#### [REQUEST 1]
In the records, start at the line containing "Front: indicate one" and end with the line containing "Back: answer as". Recast those lines as a numbered list, leaving out any blank lines.

#### [READING TEXT]

I have a dataframe,
d<-data.frame(name=c("brown cat", "blue cat", "big lion", "tall tiger",
"black panther", "short cat", "red bird",
"short bird stuffed", "big eagle", "bad sparrow",
"dog fish", "head dog", "brown yorkie",
"lab short bulldog"), label=1:14)
I'd like to search the name
column and if the words
"cat", "lion", "tiger", and "panther" appear, I want to assign the character string feline
to a new column and corresponding row species
.
If the words "bird", "eagle", and "sparrow"
appear, I want to assign the character string avian
to a new column and corresponding row species
.
If the words "dog", "yorkie", and "bulldog" appear, I want to assign the character string canine
to a new column and corresponding row species
.
Ideally, I'd store this in a list or something similar that I can keep at the beginning of the script, because as new variants of the species show up in the name category, it would be nice to have easy access to update what qualifies as a feline
, avian
, and canine
.
This question is almost answered here (How to create new column in dataframe based on partial string matching other column in R), but it doesn't address the multiple name twist that is present in this problem.

#### [REQUEST 2]
Continue the R data frame question from where it stops.

#### [DATA EXCERPTS]
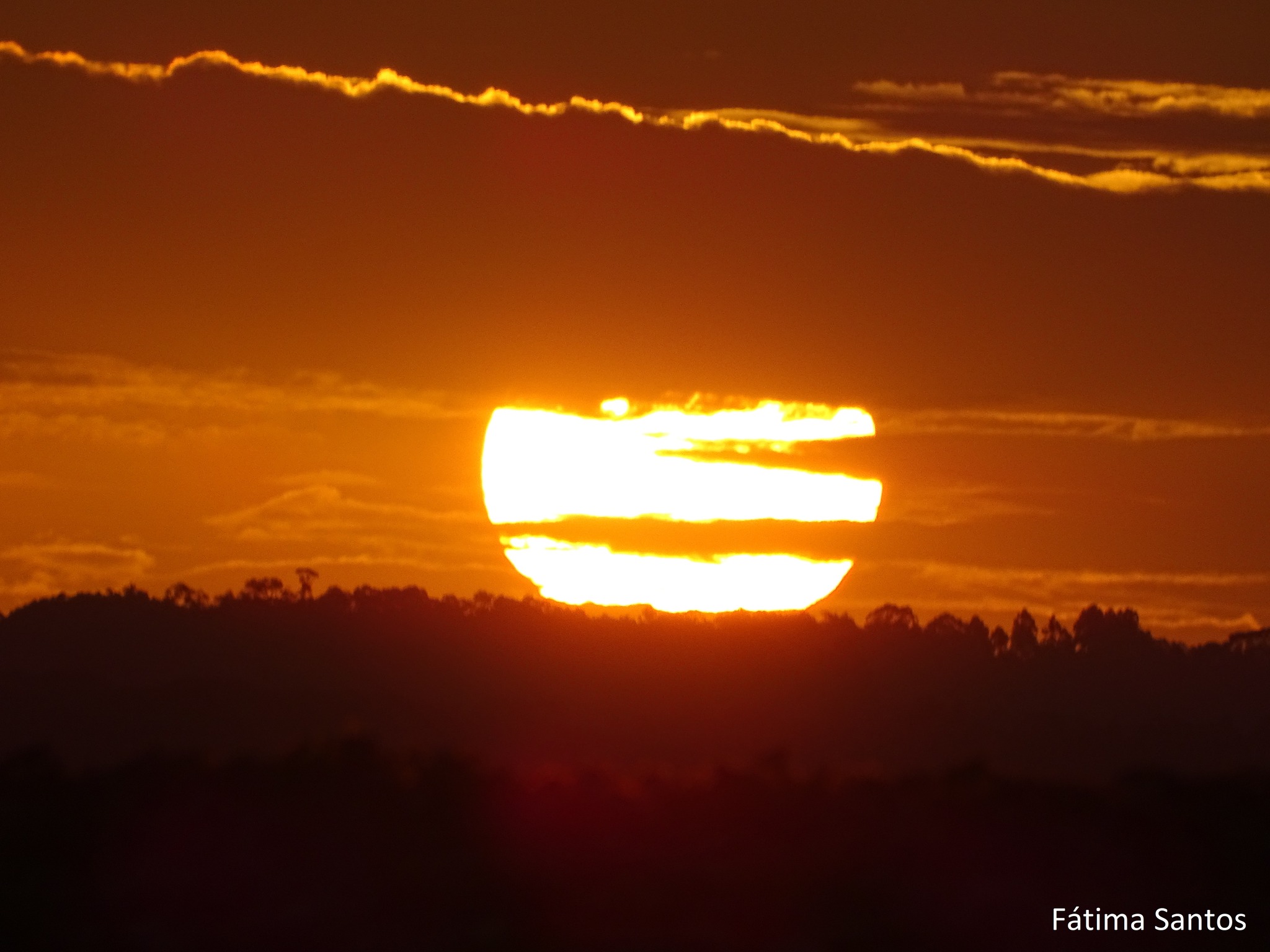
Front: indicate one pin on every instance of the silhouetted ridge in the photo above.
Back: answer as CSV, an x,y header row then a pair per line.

...

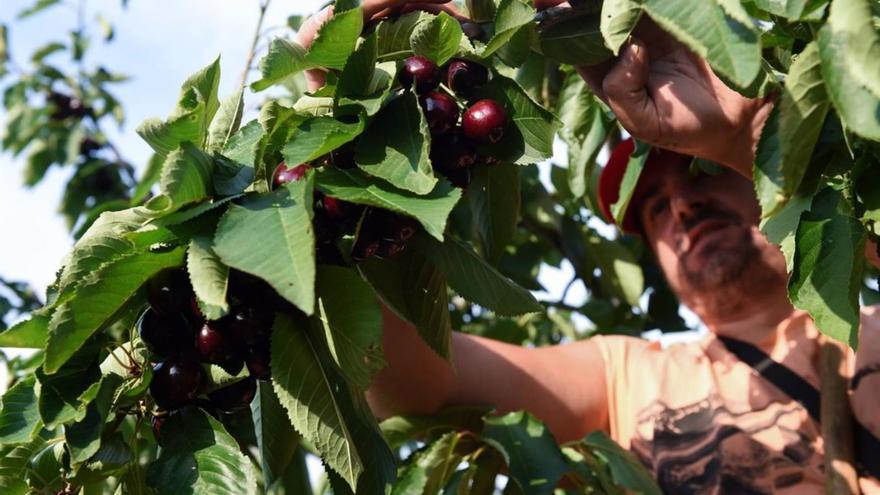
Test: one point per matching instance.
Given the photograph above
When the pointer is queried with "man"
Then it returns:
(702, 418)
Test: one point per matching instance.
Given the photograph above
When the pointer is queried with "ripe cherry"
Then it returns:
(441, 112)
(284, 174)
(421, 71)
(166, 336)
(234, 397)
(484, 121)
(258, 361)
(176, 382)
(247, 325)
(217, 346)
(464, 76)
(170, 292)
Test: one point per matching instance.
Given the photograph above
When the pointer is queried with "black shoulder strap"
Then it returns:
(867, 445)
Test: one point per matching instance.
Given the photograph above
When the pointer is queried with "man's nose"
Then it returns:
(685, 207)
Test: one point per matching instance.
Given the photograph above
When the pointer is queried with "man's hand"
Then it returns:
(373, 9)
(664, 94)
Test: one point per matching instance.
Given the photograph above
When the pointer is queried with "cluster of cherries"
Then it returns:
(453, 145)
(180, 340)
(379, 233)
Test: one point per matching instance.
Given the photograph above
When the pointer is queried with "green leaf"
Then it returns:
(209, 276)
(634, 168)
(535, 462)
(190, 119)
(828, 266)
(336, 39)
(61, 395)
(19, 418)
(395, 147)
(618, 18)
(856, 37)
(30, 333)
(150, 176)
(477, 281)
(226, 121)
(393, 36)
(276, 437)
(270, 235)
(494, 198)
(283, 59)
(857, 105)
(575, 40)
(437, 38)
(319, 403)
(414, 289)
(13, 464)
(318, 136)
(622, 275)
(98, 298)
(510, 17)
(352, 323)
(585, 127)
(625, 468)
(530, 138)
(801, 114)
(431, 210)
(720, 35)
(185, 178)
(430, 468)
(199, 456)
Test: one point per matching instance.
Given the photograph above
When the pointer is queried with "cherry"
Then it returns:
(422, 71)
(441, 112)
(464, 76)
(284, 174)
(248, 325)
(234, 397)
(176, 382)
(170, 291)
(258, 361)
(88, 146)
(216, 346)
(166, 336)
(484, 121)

#### [OUTPUT 1]
1. Front: indicate one pin on every instance of the silhouetted ridge in the photo above.
2. Back: answer as CSV, an x,y header row then a pair per line.

#### [OUTPUT 2]
There may be a more elegant solution than this, but you could use grep
with |
to specify alternative matches.
d[grep("cat|lion|tiger|panther", d$name), "species"] <- "feline"
d[grep("bird|eagle|sparrow", d$name), "species"] <- "avian"
d[grep("dog|yorkie", d$name), "species"] <- "canine"
I've assumed you meant "avian", and left out "bulldog" since it contains "dog".
You might want to add ignore.case = TRUE
to the grep.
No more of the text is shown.